In Italia proseguiva la strategia della tensione iniziata il 12 dicembre 1969 con la bomba alla Banca Nazionale dell'Agricoltura di piazza Fontana: settori conservatori e reazionari dell'economia e della politica, nazionale e non, tentavano con le stragi compiute da servizi segreti e fascisti di cancellare le conquiste sociali e politiche degli anni precedenti e di impedire lo spostamento a sinistra del Paese.
In questo quadro maturavano e si facevano sempre più tragicamente aggressive anche le azioni delle Brigate rosse e di altri gruppi del terrorismo di sinistra.
Nel 1975, anno di elezioni amministrative, a Milano lo scontro sociale fu aspro.
Polizia e carabinieri intervenivano con crescente durezza contro lavoratori e studenti, mentre lo squadrismo della manovalanza fascista era ampiamente tollerato, quando non incoraggiato.
Non è dunque un caso se fu proprio nell'aprile di quell'anno che, il 16, un fascista assassinò a rivoltellate Claudio Varalli e, il 17, un carabiniere con un camion travolse e uccise Giannino Zibecchi.

### Istruzioni dell'esercizio
Scrivi il seguito del brano sugli scontri del 1975 a Milano, a partire dalla frase successiva all'ultima riportata.

### Informazioni fornite

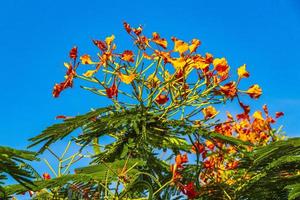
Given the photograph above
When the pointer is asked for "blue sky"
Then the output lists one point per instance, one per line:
(36, 36)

### Problema risolto
Se ne accorsero anche quotidiani e settimanali, fino a quel momento piuttosto reticenti, che denunciarono le circostanze in cui Claudio e Giannino avevano trovato la morte e condannarono, seppur con accenti diversi e una certa ipocrisia, la violenza fascista e delle forze dell'ordine.
Il 16 aprile la notizia dell'assassinio di Varalli in poche ore si diffuse in tutto il Paese provocando un'ondata di sdegno popolare e già nella stessa serata si svolsero le prime manifestazioni di protesta a Milano.
La mattina del 17 numerose città italiane furono attraversate da cortei che chiedevano la chiusura delle sedi dei fascisti e la fine delle collusioni tra questi e gli apparati dello Stato. A Milano la giornata cominciò con assemblee nella scuole medie superiori, nelle università e nei luoghi di lavoro. Dalle assemblee studenti e lavoratori uscirono in cortei che percorsero le vie della città e si concentrarono in piazza Cavour, dove il pomeriggio precedente era stato ucciso Varalli. Da qui un nuovo e imponente corteo si avviò in direzione di via Mancini, sede della federazione provinciale del Msi.

Libro Omaggio alla nuova Resistenza pag. 28

Il governo democristiano rispose ordinando una nuova provocazione e in corso XXII marzo una colonna di automezzi dei carabinieri, uscita dalla caserma di via Lamarmora, si lanciò a tutta velocità contro i manifestanti. Due camion, gli ultimi della colonna, si incaricarono di spazzare i marciapiedi con una manovra a coda di rondine, come si dirà graziosamente in termine tecnico.
Davanti a loro centinaia di persone cercarono scampo ma la folle corsa non si arrestò. Pareva volessero un'altra strage.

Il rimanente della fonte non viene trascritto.